-- Estratto del documento --
◆ ◆ ◆

E’ d’una bontà e di una delicatezza insuperabili; mi parla di sé e della sua famiglia come ad un vecchio amico, alla mia volta io mi sfogo e gli apro l’animo risentendo un gran sollievo dalle sue affezionate parole.

Alla mattina, dopo la visita medica, mentre egli è occupato coi suoi ammalati, io mi levo di letto e passeggio lungo le aiuole del grande giardino.

E’ una fioritura meravigliosa che imbalsama l’aria e rallegra l’animo di tanti sofferenti.

Il recinto confina coll’altra sponda del bel fiume Natisone. Un lungo ponte ferroviario è traversato ad ogni momento da lunghi treni in arrivo e partenza.

La vista del treno mi aumenta la nostalgia del mio paese e il desiderio ardente di rivedere i miei cari.

◆ ◆ ◆

-- Descrizione esercizio --
Continua il racconto della convalescenza vicino al fiume Natisone, partendo subito dopo l'ultima frase riportata.

(Elementi tratti da un insieme di dati)

◆ ◆ ◆

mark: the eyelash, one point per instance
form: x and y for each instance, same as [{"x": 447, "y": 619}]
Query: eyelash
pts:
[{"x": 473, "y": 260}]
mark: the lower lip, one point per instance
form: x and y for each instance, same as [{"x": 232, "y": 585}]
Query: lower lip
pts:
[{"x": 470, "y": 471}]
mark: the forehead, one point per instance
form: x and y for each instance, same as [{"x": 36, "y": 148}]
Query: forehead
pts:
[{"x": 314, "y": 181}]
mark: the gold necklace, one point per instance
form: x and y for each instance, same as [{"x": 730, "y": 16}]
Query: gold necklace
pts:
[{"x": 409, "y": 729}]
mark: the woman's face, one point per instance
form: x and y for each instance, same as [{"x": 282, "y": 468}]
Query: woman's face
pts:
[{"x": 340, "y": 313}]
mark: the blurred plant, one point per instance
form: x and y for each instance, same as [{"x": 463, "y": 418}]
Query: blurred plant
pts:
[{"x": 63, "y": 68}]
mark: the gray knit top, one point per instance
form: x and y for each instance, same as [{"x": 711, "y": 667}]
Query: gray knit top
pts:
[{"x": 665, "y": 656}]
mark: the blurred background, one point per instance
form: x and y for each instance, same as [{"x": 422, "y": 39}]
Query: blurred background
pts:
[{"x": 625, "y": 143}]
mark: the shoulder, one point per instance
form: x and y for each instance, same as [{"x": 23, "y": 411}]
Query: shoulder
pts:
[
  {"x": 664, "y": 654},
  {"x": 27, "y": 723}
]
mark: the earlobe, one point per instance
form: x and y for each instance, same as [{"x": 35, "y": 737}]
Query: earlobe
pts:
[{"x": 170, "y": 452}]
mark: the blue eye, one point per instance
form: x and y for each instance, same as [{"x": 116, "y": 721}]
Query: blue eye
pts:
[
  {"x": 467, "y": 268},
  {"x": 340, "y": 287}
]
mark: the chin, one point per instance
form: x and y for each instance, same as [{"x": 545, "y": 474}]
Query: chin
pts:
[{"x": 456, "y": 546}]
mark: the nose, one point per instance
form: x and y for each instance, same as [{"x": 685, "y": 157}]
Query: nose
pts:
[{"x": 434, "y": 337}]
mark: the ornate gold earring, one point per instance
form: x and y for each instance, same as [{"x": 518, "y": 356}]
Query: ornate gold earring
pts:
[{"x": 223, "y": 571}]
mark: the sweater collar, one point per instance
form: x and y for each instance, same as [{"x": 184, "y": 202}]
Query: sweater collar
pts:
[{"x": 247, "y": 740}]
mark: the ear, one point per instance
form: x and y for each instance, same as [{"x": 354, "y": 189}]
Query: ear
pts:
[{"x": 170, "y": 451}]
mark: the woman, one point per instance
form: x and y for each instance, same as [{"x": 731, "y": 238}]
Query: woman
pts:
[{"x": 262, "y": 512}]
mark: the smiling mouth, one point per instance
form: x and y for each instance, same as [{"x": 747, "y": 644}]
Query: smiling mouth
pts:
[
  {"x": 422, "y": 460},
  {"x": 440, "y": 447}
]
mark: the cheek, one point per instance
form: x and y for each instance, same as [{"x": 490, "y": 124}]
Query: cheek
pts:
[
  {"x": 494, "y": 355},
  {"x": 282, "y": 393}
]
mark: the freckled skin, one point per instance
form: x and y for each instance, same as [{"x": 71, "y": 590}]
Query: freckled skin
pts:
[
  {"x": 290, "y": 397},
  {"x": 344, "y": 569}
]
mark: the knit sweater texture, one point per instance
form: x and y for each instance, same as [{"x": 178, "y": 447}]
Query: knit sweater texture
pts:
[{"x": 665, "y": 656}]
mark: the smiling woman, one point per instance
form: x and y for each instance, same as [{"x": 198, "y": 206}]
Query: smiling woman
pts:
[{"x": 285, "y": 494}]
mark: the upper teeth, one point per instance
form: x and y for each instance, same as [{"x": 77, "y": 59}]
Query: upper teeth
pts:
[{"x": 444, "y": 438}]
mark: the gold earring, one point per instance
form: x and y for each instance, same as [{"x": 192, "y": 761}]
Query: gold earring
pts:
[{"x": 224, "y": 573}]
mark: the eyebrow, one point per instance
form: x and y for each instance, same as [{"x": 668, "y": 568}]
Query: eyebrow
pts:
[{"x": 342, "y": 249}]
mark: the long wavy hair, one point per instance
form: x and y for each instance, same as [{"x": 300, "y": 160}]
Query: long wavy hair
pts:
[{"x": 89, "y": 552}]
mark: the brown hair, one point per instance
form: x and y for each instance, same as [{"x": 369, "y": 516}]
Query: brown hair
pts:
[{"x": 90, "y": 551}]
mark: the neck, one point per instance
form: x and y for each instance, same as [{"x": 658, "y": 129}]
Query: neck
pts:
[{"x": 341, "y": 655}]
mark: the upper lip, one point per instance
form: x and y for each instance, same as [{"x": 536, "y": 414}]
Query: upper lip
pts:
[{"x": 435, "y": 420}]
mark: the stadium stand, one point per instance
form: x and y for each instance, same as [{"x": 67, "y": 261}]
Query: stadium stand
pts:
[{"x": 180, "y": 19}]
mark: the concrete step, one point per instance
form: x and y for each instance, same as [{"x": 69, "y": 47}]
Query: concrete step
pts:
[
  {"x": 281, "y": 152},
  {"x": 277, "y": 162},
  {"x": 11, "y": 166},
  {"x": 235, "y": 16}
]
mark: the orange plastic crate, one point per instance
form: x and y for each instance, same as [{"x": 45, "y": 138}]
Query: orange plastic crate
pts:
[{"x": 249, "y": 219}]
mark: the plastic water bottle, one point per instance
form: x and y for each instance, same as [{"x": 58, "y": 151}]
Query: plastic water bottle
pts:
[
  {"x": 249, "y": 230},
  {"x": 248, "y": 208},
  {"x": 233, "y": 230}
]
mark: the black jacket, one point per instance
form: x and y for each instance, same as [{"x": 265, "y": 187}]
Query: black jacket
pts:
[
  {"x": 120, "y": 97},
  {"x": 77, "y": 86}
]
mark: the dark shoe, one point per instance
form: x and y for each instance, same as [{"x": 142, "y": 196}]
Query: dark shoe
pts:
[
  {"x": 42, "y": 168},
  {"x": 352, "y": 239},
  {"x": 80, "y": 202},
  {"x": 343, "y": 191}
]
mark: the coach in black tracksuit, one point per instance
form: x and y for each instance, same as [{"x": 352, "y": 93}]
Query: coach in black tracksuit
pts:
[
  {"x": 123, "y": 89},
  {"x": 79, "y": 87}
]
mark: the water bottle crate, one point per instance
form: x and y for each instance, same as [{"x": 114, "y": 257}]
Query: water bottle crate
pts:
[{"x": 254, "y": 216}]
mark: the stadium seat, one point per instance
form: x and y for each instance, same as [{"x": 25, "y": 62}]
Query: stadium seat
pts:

◆ ◆ ◆

-- Risultato del compito --
-“Che penserà di me mia moglie, non ricevendo mie notizie?”

Nella persuasione di lasciar l’ospedale da un giorno all’altro, mi ero imposto di non scriverle per non addolorarla.

Quante notti insonni ho passate!

Ma mentre era grande in me il desiderio di ritornarmene alla mia batteria, tanto più grande era il pensiero del tenente Vandoni di trattenermi ancora a lungo.

-“Mi sento bene, mi creda, sono guarito”.

-“Questo lo deve dire il dottore, non lei. Guarito? Non ancora, abbia pazienza ancora un poco.”